Ohio Workers’ Comp Death Claims

To be eligible for Ohio workers’ compensation death benefits, a relative must meet two requirements:

• He or she must have been wholly or partly dependent on the deceased worker, or prospectively dependent.
• He or she must have been in the deceased worker’s family and a surviving spouse, lineal descendant, ancestor or sibling.

Ohio applies a fairly complex formula related to the worker’s average weekly wage to determine the amount of weekly death benefits payable to eligible survivors. The Ohio Bureau of Workers’ Compensation or BWC may apportion benefits among eligible dependents as it finds “just and equitable.” Also, payments may be made to one beneficiary for the benefit of others, including payment to a surviving spouse for the benefit of minor children.

An eligible surviving spouse receives weekly death benefits until he or she dies or marries again. At remarriage, the surviving husband or wife receives a lump sum payment equal to two years of benefits.

Other wholly dependent persons are eligible to receive death benefits until they are 18, until 25 if full-time students, or as long as they are incapacitated from working.

Ohio law presumes that if the deceased worker was living with his or her parents, the parents were sufficiently dependent to receive a minimum of $3,000 in death benefits.

Eligible partly dependent survivors receive benefits until stopped at the BWC’s discretion. The agency may also determine whether anyone should receive death benefits as prospective dependents, capped at $3,000 collectively among all such beneficiaries.

ENTRIES SHOWN:
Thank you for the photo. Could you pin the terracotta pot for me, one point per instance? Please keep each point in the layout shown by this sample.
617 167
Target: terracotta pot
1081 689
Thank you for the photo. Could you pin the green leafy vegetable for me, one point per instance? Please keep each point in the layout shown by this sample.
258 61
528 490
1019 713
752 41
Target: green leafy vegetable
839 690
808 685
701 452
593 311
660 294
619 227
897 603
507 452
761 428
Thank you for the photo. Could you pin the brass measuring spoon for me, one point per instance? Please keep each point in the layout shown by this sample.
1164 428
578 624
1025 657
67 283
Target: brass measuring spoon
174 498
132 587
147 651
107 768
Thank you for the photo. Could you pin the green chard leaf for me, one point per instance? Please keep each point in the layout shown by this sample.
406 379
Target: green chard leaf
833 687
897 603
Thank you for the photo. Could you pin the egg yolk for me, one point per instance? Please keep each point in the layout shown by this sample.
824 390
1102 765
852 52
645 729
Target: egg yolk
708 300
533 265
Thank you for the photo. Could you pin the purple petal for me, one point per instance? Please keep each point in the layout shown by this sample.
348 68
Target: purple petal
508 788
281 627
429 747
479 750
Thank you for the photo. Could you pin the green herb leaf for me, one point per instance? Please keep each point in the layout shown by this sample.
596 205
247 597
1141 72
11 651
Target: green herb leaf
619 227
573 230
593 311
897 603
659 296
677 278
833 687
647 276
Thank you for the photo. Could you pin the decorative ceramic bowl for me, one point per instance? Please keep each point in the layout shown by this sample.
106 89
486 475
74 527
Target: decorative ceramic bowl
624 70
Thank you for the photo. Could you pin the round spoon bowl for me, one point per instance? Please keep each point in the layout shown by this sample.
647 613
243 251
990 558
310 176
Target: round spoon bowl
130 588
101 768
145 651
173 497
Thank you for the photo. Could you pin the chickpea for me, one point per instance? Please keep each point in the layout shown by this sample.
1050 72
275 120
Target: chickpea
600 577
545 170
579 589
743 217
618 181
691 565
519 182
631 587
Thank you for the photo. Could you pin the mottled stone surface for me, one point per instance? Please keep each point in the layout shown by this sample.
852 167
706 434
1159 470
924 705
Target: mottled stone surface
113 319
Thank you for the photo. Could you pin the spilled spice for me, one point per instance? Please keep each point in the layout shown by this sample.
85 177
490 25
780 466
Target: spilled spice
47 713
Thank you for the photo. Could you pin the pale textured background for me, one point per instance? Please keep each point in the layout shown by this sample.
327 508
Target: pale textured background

THINGS TO DO:
1. From the passage on Ohio workers' comp death claims, extract the words from "Other wholly dependent" to "in death benefits.".
2. Write the next part of the passage on Ohio workers' comp death claims, picking up after its final sentence.

OUTPUTS FOR THE TASKS:
1.
Other wholly dependent persons are eligible to receive death benefits until they are 18, until 25 if full-time students, or as long as they are incapacitated from working.

Ohio law presumes that if the deceased worker was living with his or her parents, the parents were sufficiently dependent to receive a minimum of $3,000 in death benefits.

2.
If a worker dies from work-related injury or illness in Ohio and leaves no dependents, workers’ comp will pay funeral expenses.

Normally, death benefits will not be available if the worker’s death was by suicide or caused by the influence of alcohol or a nonprescription drug.

Legal Counsel Invaluable

It can be important and very helpful for a surviving dependent of such a worker to consult as early as possible with an experienced Ohio workers’ comp lawyer for several reasons. The attorney can advise the survivor about how to meet the death benefit eligibility requirement that timely notice of death be given to the proper state authorities. Legal counsel can assist with the initial application for death benefits as well as with further appeal of a negative decision.

Finally, the lawyer can investigate whether another legal remedy might exist for the survivors if a third party negligently contributed to the worker’s death such as a manufacturer of defective work equipment or the owner of dangerous work premises.